— BEGIN RECORD EXTRACTS —

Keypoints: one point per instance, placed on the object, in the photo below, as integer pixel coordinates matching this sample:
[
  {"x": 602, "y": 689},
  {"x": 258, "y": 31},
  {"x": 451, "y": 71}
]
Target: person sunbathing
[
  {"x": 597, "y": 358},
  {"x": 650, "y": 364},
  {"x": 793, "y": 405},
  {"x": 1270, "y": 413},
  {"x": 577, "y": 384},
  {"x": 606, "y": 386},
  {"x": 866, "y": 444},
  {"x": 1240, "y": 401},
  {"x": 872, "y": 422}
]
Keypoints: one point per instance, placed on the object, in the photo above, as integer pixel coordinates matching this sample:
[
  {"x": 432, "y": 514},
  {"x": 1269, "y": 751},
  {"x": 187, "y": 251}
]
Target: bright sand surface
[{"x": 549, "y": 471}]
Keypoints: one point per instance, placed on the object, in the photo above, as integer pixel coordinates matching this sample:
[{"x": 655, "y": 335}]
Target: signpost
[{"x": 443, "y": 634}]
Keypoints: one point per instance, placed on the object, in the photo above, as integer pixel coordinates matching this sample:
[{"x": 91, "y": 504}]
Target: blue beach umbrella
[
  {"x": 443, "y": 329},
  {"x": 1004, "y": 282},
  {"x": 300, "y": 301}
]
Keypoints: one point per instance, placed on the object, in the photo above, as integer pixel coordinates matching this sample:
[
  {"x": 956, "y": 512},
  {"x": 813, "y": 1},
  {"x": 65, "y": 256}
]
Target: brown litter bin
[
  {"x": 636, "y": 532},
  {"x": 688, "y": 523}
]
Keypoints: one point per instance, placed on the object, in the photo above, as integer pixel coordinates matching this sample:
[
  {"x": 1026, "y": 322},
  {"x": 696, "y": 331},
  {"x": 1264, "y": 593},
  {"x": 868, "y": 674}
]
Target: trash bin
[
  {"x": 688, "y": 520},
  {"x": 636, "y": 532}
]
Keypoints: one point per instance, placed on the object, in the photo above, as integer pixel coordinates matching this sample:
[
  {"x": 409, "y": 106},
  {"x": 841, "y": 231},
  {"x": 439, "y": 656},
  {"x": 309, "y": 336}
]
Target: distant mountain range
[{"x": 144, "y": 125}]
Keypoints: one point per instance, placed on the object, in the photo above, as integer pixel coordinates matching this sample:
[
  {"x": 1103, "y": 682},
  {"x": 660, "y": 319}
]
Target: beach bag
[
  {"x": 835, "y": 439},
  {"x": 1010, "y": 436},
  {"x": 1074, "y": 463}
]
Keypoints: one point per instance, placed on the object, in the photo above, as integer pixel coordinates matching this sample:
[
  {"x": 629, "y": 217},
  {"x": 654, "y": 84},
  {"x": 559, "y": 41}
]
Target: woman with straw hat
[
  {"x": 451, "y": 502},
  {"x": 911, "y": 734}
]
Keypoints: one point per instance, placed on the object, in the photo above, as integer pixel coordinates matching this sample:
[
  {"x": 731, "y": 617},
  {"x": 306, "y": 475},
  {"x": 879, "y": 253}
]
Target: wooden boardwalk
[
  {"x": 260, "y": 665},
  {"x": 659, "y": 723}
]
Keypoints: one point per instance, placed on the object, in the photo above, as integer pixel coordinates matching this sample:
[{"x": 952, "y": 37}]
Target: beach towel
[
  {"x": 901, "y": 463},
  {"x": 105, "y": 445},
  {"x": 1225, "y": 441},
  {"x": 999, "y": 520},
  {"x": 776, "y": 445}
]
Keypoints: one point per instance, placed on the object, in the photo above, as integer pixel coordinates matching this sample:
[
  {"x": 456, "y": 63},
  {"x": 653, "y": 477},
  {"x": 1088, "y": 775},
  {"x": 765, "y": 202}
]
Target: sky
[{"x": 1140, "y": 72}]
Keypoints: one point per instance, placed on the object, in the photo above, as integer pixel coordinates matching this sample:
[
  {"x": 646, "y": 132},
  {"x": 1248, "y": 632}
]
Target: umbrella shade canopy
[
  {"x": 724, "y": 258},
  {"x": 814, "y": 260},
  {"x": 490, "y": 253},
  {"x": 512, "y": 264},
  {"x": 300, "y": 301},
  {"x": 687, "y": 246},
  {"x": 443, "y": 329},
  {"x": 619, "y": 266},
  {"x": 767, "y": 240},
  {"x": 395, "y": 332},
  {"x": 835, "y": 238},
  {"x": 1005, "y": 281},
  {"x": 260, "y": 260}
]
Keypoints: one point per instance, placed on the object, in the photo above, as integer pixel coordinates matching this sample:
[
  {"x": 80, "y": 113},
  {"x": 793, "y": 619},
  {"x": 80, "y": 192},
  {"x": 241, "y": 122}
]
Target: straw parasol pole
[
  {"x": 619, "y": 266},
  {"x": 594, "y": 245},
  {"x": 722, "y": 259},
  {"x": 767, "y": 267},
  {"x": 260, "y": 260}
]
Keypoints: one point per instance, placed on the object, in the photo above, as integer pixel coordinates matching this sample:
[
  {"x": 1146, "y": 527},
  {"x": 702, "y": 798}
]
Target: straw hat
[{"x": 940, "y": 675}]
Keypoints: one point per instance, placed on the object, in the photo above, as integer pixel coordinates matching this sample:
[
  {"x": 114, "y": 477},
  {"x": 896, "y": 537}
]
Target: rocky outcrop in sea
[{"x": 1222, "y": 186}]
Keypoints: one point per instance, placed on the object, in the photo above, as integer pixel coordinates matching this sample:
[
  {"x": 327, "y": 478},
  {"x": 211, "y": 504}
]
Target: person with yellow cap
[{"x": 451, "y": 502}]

— END RECORD EXTRACTS —

SET EXERCISE: Repeat the records above in full, character for character.

RESPONSE TO THIS EXERCISE:
Keypoints: one point per instance, placed on the object, in the photo below, as integer pixel coordinates matching this sample:
[
  {"x": 602, "y": 689},
  {"x": 258, "y": 31},
  {"x": 451, "y": 71}
]
Target: person sunbathing
[
  {"x": 597, "y": 358},
  {"x": 650, "y": 364},
  {"x": 793, "y": 405},
  {"x": 1270, "y": 413},
  {"x": 577, "y": 384},
  {"x": 606, "y": 386},
  {"x": 866, "y": 444},
  {"x": 1240, "y": 401},
  {"x": 872, "y": 422}
]
Keypoints: one point per instance, placed on the object, in the photo above, as integer pixel coordinates matching this sample:
[
  {"x": 432, "y": 514},
  {"x": 1269, "y": 751},
  {"x": 187, "y": 251}
]
Target: bright sand surface
[{"x": 549, "y": 471}]
Keypoints: one point per instance, placed on the object, in the photo above, as integer pixel coordinates matching this sample:
[{"x": 655, "y": 335}]
Target: signpost
[{"x": 443, "y": 634}]
Keypoints: one point per instance, placed on the object, in the photo above, as integer pixel coordinates matching this sample:
[{"x": 91, "y": 504}]
Target: blue beach umbrella
[
  {"x": 443, "y": 329},
  {"x": 1004, "y": 282},
  {"x": 300, "y": 301}
]
Keypoints: one point per instance, placed on the object, in the photo above, as integer pixel coordinates matching this sample:
[
  {"x": 956, "y": 512},
  {"x": 813, "y": 1},
  {"x": 65, "y": 256}
]
Target: brown litter bin
[
  {"x": 636, "y": 532},
  {"x": 688, "y": 523}
]
Keypoints: one point per instance, placed on the object, in the photo above, as integer pixel coordinates matching this sample:
[
  {"x": 1026, "y": 322},
  {"x": 696, "y": 331},
  {"x": 1264, "y": 593},
  {"x": 868, "y": 674}
]
Target: trash bin
[
  {"x": 688, "y": 520},
  {"x": 636, "y": 532}
]
Keypoints: one point per instance, placed on the object, in the photo above, as integer pixel coordinates matching this sample:
[
  {"x": 409, "y": 106},
  {"x": 841, "y": 231},
  {"x": 439, "y": 656},
  {"x": 309, "y": 336}
]
Target: distant mountain range
[{"x": 144, "y": 125}]
Keypoints: one point per instance, placed on the object, in the photo above, as integer pixel coordinates matching this sample:
[
  {"x": 1103, "y": 682},
  {"x": 660, "y": 319}
]
Target: beach bag
[
  {"x": 835, "y": 439},
  {"x": 1010, "y": 436},
  {"x": 1074, "y": 463}
]
Keypoints: one point per instance, placed on the object, in the photo above, as integer pixel coordinates matching this sample:
[
  {"x": 629, "y": 217},
  {"x": 654, "y": 84},
  {"x": 559, "y": 41}
]
Target: woman with straw hat
[
  {"x": 451, "y": 502},
  {"x": 911, "y": 734}
]
Keypoints: one point per instance, placed on the object, in the photo above, as integer pixel coordinates matching this sample:
[
  {"x": 731, "y": 617},
  {"x": 306, "y": 475},
  {"x": 879, "y": 253}
]
Target: wooden boardwalk
[
  {"x": 260, "y": 665},
  {"x": 659, "y": 723}
]
Keypoints: one point per instance, placed on the object, in the photo above, as integer pixel coordinates matching this sample:
[{"x": 952, "y": 37}]
Target: beach towel
[
  {"x": 901, "y": 463},
  {"x": 105, "y": 445},
  {"x": 1225, "y": 441},
  {"x": 999, "y": 520},
  {"x": 776, "y": 445}
]
Keypoints: one point per instance, placed on the object, in the photo above, as integer pixel coordinates matching this sample:
[
  {"x": 456, "y": 63},
  {"x": 653, "y": 477},
  {"x": 1088, "y": 775},
  {"x": 765, "y": 202}
]
Target: sky
[{"x": 1140, "y": 72}]
Keypoints: one point per instance, placed on the object, in the photo above, as integer pixel coordinates matching this sample:
[
  {"x": 646, "y": 132},
  {"x": 1248, "y": 632}
]
Target: umbrella shade canopy
[
  {"x": 724, "y": 258},
  {"x": 814, "y": 260},
  {"x": 490, "y": 253},
  {"x": 512, "y": 264},
  {"x": 300, "y": 301},
  {"x": 687, "y": 246},
  {"x": 443, "y": 329},
  {"x": 619, "y": 266},
  {"x": 767, "y": 240},
  {"x": 395, "y": 332},
  {"x": 835, "y": 238},
  {"x": 1005, "y": 281},
  {"x": 260, "y": 260}
]
Keypoints: one point per instance, placed on the object, in the photo above, as integer pixel coordinates matching this sample:
[
  {"x": 80, "y": 113},
  {"x": 793, "y": 619},
  {"x": 80, "y": 192},
  {"x": 241, "y": 122}
]
Target: straw parasol pole
[
  {"x": 619, "y": 266},
  {"x": 594, "y": 245},
  {"x": 722, "y": 259},
  {"x": 767, "y": 267},
  {"x": 260, "y": 260}
]
Keypoints: one point per instance, placed on the object, in the photo above, as integer pixel coordinates matching this sample:
[
  {"x": 1146, "y": 527},
  {"x": 702, "y": 798}
]
Target: straw hat
[{"x": 940, "y": 675}]
Keypoints: one point per instance, placed on the object, in the photo above, as integer pixel coordinates matching this sample:
[
  {"x": 114, "y": 477},
  {"x": 896, "y": 537}
]
Target: rocky outcrop in sea
[{"x": 1222, "y": 186}]
Keypoints: one point per instance, placed on the object, in the photo above, as integer pixel coordinates matching this sample:
[
  {"x": 327, "y": 478},
  {"x": 211, "y": 504}
]
Target: person with yellow cap
[{"x": 451, "y": 502}]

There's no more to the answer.